HOW TO COMPLETE THIS TASK
Please return all lines of the data below containing the string "road".

SOURCE DATA
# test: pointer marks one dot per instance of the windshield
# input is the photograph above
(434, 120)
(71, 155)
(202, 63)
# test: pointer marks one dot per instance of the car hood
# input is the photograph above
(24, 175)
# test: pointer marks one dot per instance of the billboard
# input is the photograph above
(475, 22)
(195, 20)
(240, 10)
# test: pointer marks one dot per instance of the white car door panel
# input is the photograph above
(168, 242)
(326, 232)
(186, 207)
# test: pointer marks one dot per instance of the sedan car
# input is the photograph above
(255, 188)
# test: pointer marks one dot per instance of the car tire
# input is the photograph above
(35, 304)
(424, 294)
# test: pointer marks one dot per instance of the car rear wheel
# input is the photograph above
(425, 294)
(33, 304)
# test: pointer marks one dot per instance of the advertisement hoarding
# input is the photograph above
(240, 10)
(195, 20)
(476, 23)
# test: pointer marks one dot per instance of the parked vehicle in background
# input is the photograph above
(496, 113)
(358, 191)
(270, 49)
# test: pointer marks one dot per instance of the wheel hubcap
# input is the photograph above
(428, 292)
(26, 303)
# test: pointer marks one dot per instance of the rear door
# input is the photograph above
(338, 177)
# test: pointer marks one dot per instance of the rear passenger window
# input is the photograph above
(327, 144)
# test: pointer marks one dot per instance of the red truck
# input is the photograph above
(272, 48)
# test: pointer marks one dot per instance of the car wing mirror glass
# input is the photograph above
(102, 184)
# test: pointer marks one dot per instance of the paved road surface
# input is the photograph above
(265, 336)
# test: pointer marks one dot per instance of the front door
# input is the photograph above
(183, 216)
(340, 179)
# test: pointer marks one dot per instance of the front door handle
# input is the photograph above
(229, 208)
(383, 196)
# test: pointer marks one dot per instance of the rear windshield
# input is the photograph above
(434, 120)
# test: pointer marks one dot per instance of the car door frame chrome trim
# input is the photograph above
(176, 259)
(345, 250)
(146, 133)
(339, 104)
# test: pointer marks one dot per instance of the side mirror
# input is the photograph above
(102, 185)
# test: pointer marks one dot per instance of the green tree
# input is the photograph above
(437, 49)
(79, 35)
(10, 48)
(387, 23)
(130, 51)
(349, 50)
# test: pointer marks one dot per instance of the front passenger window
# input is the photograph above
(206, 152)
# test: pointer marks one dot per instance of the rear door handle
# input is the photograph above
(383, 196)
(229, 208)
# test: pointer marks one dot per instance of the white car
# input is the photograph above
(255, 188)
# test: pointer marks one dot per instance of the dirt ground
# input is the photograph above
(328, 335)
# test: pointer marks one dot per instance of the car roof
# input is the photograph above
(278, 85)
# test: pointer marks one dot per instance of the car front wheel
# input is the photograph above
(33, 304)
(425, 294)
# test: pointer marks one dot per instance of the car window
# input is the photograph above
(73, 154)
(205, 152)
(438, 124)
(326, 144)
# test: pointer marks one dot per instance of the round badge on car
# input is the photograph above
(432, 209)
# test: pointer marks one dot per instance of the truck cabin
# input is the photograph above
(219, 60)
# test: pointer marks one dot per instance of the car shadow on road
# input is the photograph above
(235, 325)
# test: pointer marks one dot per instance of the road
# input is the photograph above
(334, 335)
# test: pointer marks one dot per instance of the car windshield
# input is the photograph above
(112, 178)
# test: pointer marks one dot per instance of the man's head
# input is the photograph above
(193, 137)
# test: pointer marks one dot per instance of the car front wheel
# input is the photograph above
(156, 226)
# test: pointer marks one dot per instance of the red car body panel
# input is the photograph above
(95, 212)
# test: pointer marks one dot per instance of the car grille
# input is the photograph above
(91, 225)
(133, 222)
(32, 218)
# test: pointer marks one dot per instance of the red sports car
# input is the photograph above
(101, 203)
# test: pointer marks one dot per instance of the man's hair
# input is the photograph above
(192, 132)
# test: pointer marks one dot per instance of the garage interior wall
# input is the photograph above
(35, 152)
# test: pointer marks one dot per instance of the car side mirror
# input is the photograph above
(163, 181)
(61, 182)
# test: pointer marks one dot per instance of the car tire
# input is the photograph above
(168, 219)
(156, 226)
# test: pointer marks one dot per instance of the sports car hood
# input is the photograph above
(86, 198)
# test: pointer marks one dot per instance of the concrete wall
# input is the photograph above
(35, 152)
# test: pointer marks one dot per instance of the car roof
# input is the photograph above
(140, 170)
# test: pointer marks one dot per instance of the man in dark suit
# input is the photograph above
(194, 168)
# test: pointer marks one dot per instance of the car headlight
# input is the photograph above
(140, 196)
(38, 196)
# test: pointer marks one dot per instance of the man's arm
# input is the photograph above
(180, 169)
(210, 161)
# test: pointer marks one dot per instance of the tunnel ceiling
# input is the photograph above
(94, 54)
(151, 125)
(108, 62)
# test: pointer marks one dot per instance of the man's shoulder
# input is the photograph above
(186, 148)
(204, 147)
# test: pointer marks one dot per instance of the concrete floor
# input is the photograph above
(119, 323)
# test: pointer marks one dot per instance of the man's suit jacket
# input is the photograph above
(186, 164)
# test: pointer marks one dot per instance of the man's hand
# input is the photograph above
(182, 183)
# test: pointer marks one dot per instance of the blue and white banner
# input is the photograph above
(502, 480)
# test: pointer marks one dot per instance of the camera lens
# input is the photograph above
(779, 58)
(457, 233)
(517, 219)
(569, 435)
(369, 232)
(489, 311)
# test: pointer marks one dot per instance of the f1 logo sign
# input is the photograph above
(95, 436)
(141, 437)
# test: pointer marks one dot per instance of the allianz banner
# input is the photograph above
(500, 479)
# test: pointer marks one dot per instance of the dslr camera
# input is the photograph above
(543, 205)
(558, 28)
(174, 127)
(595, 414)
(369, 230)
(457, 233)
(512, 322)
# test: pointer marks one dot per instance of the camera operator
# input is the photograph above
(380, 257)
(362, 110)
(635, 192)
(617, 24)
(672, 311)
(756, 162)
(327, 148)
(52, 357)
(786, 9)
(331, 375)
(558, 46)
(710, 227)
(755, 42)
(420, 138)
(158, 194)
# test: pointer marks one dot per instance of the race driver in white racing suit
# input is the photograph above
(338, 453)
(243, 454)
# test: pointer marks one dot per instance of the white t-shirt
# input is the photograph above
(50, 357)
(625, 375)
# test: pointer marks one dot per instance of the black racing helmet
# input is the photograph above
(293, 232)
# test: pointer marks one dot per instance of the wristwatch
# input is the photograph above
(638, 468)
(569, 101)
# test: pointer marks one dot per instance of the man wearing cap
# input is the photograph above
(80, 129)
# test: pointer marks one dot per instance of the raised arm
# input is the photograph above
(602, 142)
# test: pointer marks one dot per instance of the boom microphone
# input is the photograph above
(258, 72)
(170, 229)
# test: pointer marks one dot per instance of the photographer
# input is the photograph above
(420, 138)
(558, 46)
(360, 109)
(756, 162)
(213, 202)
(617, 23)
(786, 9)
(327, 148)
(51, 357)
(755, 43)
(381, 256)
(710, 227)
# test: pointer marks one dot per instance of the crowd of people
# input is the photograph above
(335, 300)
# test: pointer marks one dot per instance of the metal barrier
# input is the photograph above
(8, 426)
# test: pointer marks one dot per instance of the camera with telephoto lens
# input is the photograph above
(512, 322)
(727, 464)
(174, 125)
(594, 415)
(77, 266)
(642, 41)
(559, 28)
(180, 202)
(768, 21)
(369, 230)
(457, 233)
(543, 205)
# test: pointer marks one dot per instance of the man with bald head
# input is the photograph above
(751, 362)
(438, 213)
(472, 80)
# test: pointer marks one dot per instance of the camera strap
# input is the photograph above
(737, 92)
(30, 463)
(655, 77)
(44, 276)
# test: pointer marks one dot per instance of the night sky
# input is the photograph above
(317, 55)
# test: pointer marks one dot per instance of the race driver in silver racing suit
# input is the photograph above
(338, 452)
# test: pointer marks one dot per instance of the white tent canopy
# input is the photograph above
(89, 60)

WRITTEN ANSWER
# test: pointer marks one dot per instance of the paved road surface
# test: pointer marks one dot per instance of the car shadow on road
# test: pointer marks one dot per instance of the road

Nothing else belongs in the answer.